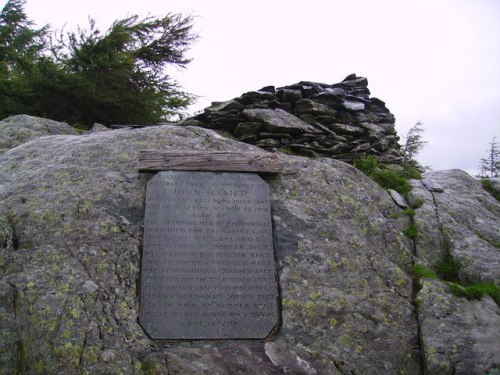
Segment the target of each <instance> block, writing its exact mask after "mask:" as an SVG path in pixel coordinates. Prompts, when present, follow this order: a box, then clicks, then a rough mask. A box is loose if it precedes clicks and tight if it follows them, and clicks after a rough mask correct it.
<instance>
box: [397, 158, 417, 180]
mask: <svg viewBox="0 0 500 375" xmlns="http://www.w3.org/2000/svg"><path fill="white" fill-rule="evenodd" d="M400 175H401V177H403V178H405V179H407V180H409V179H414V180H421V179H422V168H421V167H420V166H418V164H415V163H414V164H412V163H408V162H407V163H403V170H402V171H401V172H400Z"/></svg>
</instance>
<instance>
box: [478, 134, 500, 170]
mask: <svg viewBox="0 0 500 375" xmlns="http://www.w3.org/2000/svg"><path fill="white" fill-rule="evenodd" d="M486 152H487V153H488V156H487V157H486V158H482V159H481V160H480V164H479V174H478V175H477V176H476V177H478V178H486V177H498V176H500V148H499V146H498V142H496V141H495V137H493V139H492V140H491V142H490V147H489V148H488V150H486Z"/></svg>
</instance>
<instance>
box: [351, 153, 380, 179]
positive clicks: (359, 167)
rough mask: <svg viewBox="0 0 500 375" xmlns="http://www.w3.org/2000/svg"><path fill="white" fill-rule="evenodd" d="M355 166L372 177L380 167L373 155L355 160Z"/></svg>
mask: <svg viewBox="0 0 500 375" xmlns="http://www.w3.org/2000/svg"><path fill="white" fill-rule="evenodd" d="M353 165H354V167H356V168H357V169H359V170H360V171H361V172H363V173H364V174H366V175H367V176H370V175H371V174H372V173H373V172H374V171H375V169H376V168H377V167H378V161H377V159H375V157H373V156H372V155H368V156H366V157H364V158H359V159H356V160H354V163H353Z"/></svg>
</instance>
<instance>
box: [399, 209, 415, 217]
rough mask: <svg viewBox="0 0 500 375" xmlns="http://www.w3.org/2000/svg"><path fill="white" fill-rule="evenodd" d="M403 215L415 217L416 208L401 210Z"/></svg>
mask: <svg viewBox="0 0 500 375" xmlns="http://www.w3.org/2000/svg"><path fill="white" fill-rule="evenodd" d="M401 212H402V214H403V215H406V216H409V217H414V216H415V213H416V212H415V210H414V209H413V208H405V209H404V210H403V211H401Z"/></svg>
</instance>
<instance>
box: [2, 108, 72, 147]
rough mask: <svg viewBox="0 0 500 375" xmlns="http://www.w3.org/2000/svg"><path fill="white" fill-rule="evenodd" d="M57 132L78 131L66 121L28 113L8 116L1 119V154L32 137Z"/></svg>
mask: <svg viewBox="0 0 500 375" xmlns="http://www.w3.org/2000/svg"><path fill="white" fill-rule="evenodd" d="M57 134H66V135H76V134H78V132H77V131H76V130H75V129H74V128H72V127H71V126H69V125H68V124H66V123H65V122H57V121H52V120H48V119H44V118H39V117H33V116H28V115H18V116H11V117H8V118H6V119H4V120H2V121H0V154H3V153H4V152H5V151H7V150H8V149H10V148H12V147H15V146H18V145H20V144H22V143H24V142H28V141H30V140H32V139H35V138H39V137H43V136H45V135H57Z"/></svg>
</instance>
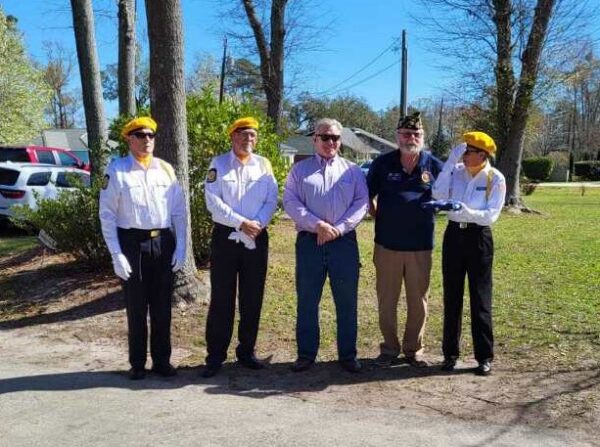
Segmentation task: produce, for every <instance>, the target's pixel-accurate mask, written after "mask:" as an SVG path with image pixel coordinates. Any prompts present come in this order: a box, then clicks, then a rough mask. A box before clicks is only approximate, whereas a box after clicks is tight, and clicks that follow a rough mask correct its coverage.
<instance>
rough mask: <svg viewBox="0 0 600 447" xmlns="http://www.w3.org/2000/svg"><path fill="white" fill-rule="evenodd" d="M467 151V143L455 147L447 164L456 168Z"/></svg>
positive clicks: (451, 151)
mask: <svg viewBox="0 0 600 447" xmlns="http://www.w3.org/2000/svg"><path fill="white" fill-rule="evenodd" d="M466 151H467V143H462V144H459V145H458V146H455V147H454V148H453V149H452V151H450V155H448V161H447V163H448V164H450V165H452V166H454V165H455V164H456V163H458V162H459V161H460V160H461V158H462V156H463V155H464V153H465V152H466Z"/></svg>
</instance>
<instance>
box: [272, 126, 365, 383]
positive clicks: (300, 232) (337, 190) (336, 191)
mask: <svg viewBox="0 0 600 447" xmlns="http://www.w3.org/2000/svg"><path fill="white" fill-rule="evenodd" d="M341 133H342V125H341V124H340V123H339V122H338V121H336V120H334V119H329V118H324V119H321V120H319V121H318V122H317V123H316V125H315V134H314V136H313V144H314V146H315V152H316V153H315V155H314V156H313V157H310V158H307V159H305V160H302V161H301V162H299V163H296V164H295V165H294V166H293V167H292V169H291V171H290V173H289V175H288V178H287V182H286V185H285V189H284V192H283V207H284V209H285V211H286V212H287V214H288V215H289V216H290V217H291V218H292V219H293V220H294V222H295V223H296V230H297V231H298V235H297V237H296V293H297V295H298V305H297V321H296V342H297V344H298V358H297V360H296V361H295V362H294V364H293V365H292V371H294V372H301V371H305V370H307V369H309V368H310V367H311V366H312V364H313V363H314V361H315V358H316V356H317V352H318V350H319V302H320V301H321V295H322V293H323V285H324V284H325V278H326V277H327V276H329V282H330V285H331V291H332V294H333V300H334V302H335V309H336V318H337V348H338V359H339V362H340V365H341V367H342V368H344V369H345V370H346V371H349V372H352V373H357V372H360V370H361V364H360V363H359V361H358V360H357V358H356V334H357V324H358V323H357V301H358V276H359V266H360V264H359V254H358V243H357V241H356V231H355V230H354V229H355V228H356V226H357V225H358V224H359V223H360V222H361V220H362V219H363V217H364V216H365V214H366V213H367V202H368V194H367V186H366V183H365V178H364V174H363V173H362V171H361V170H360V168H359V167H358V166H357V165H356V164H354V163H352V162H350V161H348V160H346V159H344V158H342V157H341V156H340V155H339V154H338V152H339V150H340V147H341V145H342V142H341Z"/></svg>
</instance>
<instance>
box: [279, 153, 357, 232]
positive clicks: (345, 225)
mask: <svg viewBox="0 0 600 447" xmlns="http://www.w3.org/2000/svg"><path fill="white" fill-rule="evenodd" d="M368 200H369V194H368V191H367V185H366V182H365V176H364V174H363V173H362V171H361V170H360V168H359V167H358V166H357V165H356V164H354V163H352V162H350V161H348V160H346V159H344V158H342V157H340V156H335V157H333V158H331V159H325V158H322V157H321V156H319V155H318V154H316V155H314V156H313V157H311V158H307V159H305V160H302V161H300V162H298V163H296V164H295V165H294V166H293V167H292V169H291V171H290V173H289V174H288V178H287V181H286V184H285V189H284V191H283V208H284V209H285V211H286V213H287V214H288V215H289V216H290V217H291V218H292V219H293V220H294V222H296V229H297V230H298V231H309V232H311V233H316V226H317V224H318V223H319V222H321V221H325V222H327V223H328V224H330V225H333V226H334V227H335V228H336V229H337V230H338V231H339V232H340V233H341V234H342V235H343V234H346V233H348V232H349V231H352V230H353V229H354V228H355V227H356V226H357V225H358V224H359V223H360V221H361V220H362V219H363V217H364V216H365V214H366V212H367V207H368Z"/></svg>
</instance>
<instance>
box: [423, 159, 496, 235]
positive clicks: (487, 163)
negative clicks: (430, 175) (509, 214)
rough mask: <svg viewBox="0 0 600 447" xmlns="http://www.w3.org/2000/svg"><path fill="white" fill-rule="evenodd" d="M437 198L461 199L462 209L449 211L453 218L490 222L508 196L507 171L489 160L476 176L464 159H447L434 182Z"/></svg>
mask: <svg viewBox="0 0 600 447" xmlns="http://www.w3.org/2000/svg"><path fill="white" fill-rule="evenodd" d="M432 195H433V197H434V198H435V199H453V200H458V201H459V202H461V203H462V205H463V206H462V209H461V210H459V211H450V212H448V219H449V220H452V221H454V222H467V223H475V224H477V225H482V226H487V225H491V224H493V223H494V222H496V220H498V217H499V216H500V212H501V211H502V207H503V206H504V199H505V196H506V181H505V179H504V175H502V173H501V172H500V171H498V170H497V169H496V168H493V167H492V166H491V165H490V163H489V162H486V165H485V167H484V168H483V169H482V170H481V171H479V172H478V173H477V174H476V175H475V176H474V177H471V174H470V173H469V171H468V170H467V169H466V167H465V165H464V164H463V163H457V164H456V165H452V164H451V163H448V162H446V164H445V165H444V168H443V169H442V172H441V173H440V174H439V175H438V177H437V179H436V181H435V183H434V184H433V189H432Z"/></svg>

====

Scan the preceding listing for the string "follow" and copy every line where it occurs.

Segment the target of each <instance> block, writing its exact mask after "mask:" as an SVG path in pixel coordinates. Prompts, when present, follow this order: a box, then clicks, then a rough mask. A box is loose if it precedes clicks and tight if it follows them, and clicks after a rough mask correct it.
Segmentation task: produce, for every <instance>, the target's pixel-accurate mask, written after "mask:" as an SVG path with image pixel coordinates. Any prompts present come in this order: a box, then clicks, then a rough mask. A box before clicks is only approximate, whereas a box after clicks is tight, and clicks that follow a rough mask correct its coverage.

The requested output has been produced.